Given passage:
You can help get Maryam's voice heard faster by emailing her letter to the
following UN contacts:

 __ __ __ __ __ __ __ __ __ __ __ __ __ __ __ __ __ __ __ __ __ __ __Navi
Pillay, UN High Commissioner for the Office of Human Rights

Email: npillay@ohchr.org Fax: +41-22-917-9008 (Geneva) +1-212-963-4097 (NY)

His Excellency Ban Ki-moon, Secretary General of the United Nations

Fax: 212-963-7055 (You can send a fax for free online here), Tel:
1-212-963-7160, 61, 62

Additional emails: urgent-action@ohchr.org, inquiries@un.org

 __ __ __ __ __ __ __ __ __ __ __ __ __ __ __ __ __ __ __ __ __ __*

To the Office of the High Commissioner for Human Rights:

My name is Maryam Malekpour. I am Saeed Malekpour's sister. I am writing this
urgent request to you on behalf of my family. We live in Tehran, Iran. My
brother has been living with the threat of death in Evin prison since October
2008. We require your urgent help. When Saeed's lawyers visited the
Revolutionary Court two days ago to follow up on his case file, they
discovered that the file containing the death sentence ruling was no longer
there, and it was not in the possession of the Supreme Court either. Saeed
Malekpour’s lawyers were informed that this only meant that the case file was
sent to the Circuit Court for Execution of Sentences.

One of Saeed’s lawyers said: ”If we [Saeed's lawyers] had a chance to review
the case file, then we would have had a chance to prevent the execution of the
sentence. By reviewing the case we could have pointed out that an expert has
never been brought into the case for investigation. The case file was sent
straight to the Circuit Court for Execution of Sentences." He continued:
“Since Saeed Malekpour’s sentence is in the possession of the Circuit Court
for Execution of Sentences, this means that they are capable of executing
Saeed at any moment they wish.”

What you need to do:
1 – According to the passage, since when has Saeed Malekpour been living with the threat of death in Evin prison?
2 – Return verbatim the portion of the passage that opens with the words containing "To the Office" and closes with "sent to the Circuit Court for Execution of Sentences.".

Listing:

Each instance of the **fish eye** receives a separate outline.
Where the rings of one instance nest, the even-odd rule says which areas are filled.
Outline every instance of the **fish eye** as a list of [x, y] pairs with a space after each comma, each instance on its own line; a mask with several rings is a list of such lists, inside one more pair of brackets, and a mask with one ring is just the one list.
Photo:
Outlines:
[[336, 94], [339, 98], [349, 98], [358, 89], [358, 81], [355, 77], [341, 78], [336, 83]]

The solutions:
1 – Since October 2008.

2 –
To the Office of the High Commissioner for Human Rights:

My name is Maryam Malekpour. I am Saeed Malekpour's sister. I am writing this
urgent request to you on behalf of my family. We live in Tehran, Iran. My
brother has been living with the threat of death in Evin prison since October
2008. We require your urgent help. When Saeed's lawyers visited the
Revolutionary Court two days ago to follow up on his case file, they
discovered that the file containing the death sentence ruling was no longer
there, and it was not in the possession of the Supreme Court either. Saeed
Malekpour’s lawyers were informed that this only meant that the case file was
sent to the Circuit Court for Execution of Sentences.